_Problem to solve_: Reproduce, from the lines below, exactly the stretch that begins at the line containing "Target: black nose" and ends at the line containing "Note: we are tagging the white-tailed", both included.

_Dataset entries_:
________________________

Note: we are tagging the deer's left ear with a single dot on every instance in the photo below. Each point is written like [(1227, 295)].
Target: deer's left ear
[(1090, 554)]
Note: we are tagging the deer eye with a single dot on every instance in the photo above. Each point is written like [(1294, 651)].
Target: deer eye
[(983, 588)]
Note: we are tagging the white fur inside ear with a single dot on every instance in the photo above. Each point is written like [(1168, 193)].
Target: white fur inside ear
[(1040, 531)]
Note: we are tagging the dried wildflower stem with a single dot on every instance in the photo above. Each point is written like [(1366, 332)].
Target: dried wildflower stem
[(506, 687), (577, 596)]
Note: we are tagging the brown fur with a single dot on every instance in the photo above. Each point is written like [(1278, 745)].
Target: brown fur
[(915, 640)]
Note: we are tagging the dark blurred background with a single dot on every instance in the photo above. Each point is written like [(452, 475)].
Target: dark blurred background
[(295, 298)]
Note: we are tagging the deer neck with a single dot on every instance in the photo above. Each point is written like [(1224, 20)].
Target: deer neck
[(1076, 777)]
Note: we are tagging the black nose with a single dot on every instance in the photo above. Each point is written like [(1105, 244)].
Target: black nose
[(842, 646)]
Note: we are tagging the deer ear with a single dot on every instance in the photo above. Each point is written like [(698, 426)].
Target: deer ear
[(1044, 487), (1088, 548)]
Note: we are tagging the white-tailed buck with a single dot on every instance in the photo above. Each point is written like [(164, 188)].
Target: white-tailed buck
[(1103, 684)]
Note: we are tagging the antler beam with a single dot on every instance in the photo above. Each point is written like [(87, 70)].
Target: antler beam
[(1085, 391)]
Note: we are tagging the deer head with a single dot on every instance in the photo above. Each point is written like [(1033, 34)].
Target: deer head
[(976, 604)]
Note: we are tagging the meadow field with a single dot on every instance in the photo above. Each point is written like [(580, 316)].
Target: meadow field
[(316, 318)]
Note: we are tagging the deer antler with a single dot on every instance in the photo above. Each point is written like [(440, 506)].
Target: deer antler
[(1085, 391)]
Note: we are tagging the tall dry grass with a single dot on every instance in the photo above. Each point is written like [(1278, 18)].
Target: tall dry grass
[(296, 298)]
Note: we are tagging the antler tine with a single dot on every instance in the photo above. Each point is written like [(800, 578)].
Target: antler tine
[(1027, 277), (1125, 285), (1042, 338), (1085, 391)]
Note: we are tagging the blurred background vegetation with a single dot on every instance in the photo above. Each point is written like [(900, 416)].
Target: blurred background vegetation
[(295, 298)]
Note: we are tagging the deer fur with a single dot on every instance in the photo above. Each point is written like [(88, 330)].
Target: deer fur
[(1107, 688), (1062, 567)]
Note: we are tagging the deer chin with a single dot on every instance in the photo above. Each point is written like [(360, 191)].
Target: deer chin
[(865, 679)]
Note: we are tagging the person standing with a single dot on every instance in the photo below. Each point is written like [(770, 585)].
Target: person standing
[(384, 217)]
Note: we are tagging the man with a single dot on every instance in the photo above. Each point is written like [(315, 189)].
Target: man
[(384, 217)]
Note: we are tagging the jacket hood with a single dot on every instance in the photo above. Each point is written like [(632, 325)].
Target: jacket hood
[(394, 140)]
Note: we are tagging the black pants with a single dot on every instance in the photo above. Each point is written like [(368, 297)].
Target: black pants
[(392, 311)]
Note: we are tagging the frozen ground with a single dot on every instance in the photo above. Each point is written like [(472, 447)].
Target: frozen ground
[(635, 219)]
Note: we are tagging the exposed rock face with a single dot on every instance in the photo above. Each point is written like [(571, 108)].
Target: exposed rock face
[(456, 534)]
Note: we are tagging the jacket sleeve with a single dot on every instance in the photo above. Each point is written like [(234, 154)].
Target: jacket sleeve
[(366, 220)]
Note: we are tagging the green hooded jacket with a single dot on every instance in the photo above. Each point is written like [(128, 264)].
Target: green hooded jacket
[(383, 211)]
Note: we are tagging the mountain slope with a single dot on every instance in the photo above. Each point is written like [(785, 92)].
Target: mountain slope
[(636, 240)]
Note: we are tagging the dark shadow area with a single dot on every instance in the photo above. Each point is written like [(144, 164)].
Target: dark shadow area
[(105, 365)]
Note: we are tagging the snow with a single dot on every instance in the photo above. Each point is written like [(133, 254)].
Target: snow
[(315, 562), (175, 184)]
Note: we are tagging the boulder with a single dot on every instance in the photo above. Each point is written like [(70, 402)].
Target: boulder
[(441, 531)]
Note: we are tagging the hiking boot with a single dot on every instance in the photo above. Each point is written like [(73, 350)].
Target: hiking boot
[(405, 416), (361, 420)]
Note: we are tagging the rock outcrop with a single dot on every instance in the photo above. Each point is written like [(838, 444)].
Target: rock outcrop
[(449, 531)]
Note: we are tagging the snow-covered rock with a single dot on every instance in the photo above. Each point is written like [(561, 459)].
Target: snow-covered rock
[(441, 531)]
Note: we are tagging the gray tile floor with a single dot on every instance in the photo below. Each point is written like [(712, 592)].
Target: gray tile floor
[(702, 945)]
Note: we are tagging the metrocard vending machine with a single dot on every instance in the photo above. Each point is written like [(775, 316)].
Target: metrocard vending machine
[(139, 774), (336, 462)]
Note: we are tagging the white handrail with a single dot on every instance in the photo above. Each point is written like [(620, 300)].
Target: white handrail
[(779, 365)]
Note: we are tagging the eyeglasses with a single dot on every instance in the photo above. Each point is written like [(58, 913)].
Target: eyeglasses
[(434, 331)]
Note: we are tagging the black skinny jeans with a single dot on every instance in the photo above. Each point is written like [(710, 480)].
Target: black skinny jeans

________________________

_Exercise solution_:
Target: black nose
[(842, 646)]
Note: we are tagging the deer ear with a single dot on every instance in the photo above. Each point is written like [(698, 426)].
Target: deer ear
[(1044, 487), (1088, 548)]
Note: we are tagging the white-tailed buck with a single dot on every instance in the photo above. Each point is written like [(164, 188)].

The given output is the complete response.